### SET EXERCISE
Please quote word for word the records from the line containing "the person crouching" through the last line of the records.
[start of RECORDED DATA]
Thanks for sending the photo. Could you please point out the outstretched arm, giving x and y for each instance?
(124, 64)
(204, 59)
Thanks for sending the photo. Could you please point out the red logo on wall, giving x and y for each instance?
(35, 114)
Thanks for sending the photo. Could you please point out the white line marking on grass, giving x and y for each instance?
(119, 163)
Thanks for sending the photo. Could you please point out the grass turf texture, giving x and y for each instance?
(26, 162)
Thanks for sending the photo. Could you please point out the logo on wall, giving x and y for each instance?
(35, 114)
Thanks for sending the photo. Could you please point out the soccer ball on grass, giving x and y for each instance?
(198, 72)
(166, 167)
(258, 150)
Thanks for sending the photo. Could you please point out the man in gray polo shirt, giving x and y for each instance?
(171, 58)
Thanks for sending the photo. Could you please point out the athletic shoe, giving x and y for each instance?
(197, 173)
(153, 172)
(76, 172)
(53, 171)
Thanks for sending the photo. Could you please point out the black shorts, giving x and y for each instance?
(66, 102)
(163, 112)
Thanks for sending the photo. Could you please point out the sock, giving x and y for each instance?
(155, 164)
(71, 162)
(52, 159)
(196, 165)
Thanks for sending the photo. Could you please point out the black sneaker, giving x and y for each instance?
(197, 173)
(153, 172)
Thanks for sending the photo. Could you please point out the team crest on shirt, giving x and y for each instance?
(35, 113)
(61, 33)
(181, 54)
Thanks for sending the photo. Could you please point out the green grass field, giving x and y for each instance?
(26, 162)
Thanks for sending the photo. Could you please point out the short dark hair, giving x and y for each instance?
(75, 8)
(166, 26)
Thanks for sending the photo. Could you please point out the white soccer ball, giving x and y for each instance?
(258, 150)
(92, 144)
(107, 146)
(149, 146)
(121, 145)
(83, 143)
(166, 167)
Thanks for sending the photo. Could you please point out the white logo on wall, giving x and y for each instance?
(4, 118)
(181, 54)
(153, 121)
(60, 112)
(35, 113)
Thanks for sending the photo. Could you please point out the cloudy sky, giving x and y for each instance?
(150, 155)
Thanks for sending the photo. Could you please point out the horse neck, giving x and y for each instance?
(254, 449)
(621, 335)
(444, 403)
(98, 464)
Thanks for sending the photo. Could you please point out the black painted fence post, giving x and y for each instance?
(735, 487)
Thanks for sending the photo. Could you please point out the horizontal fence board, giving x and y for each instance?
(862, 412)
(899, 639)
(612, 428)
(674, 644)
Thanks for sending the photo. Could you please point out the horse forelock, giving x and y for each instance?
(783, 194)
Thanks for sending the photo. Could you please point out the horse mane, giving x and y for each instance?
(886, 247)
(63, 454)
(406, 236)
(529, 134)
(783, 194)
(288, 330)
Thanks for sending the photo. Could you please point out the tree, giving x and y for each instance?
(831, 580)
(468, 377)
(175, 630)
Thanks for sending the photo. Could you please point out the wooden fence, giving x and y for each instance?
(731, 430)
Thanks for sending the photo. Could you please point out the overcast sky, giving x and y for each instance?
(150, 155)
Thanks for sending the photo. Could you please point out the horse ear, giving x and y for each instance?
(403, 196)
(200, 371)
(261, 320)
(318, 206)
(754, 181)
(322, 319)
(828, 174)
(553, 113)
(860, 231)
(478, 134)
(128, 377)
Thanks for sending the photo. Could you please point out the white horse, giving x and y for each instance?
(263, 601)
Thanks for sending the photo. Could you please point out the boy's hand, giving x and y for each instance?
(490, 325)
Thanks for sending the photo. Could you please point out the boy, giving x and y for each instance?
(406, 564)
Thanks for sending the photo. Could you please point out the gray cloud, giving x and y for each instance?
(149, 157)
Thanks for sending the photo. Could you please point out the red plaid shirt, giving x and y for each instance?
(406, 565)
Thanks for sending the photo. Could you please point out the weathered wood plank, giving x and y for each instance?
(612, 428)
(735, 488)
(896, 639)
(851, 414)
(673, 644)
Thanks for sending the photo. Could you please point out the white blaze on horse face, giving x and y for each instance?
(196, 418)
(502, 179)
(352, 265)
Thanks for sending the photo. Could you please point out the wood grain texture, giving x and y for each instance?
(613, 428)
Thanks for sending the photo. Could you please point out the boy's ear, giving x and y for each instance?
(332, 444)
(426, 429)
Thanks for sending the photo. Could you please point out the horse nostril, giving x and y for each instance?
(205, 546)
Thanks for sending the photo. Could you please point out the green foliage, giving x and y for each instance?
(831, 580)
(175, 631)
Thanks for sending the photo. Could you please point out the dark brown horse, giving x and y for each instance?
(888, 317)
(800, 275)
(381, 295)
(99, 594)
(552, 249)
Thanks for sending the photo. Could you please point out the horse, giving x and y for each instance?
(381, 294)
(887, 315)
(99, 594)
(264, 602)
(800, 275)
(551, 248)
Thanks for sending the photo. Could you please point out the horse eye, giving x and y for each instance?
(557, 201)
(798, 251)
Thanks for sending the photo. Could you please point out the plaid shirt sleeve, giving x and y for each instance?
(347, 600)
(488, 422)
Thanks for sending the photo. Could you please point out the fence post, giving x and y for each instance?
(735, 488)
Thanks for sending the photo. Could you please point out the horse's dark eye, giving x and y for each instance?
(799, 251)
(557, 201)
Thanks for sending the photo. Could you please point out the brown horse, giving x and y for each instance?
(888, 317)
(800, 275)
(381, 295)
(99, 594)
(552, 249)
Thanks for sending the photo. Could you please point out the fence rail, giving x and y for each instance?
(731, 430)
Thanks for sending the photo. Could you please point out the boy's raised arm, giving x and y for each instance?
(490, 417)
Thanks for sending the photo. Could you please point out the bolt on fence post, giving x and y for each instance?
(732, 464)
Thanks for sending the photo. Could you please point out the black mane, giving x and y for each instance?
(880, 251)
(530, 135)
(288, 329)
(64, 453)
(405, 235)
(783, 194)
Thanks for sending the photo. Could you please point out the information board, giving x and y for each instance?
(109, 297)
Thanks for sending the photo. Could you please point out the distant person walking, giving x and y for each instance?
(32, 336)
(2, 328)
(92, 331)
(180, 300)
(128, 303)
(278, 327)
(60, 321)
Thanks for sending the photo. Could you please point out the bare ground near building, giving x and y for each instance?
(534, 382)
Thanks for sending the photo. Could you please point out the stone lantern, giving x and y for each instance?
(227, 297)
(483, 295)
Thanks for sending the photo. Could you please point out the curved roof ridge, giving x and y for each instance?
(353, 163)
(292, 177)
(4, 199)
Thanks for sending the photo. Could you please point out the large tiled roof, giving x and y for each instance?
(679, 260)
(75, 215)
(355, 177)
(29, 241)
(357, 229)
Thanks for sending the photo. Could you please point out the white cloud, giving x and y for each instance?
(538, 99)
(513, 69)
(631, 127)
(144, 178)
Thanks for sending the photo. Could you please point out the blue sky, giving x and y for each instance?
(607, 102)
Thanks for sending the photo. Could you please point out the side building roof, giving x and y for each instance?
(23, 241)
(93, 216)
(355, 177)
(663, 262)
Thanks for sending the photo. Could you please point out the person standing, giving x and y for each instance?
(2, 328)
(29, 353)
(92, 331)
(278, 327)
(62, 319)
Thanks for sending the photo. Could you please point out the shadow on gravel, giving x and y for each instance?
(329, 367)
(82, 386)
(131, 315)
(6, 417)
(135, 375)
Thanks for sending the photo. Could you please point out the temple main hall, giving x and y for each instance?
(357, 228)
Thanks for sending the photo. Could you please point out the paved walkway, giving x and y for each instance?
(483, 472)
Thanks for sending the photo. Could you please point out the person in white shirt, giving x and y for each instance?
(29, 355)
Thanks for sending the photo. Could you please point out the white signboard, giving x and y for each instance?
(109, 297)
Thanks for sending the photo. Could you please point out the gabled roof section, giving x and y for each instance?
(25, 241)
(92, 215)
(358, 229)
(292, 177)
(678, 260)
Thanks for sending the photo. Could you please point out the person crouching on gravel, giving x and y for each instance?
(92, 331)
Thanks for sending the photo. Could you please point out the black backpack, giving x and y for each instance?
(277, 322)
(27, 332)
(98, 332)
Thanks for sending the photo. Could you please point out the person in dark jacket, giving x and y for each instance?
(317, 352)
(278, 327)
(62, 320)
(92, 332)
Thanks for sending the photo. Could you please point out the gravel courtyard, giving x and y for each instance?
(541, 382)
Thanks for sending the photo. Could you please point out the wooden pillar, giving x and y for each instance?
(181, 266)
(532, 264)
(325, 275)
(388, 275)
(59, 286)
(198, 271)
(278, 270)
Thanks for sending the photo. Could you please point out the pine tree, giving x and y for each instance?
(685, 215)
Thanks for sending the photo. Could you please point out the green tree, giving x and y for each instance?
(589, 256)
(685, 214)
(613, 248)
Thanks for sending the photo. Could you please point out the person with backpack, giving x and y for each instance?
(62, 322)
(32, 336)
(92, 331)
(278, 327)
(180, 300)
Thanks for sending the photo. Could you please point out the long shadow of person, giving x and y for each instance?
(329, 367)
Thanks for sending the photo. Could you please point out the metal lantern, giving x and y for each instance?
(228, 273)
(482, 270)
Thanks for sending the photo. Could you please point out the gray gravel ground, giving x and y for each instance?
[end of RECORDED DATA]
### RESULT FOR THIS TASK
Thanks for sending the photo. Could you please point out the person crouching on gravel, giving x and y for each instance?
(92, 331)
Thanks for sending the photo. Could you please point out the black backpack, giving x and y for each instance?
(277, 322)
(27, 332)
(98, 332)
Thanks for sending the photo. Could you please point out the person in dark jacket, giving x and y for each instance?
(317, 352)
(278, 327)
(62, 320)
(92, 332)
Thanks for sending the photo. Could you please point out the gravel courtyard, giving x and y for each instance?
(541, 382)
Thanks for sending the photo. Could you please point out the wooden pillar, giving x and y for each instance?
(181, 266)
(532, 264)
(325, 275)
(388, 275)
(59, 286)
(198, 271)
(278, 270)
Thanks for sending the photo. Could you please point out the pine tree, giving x and y for each instance?
(685, 215)
Thanks for sending the photo. Could you please point out the green tree, giving x and y for each instance?
(589, 256)
(685, 214)
(613, 248)
Thanks for sending the photo. Could you please point out the person with backpack, giving x and y for each instance?
(62, 322)
(32, 336)
(92, 331)
(278, 327)
(180, 300)
Thanks for sending the photo. Could you please point out the long shadow of person, giving x and y for each instance?
(329, 367)
Thanks for sending the photo. Could you please point out the metal lantern, giving x and y for each instance?
(228, 273)
(482, 270)
Thanks for sending the photo. Could you please point out the gray gravel ground, giving x and y for each instance?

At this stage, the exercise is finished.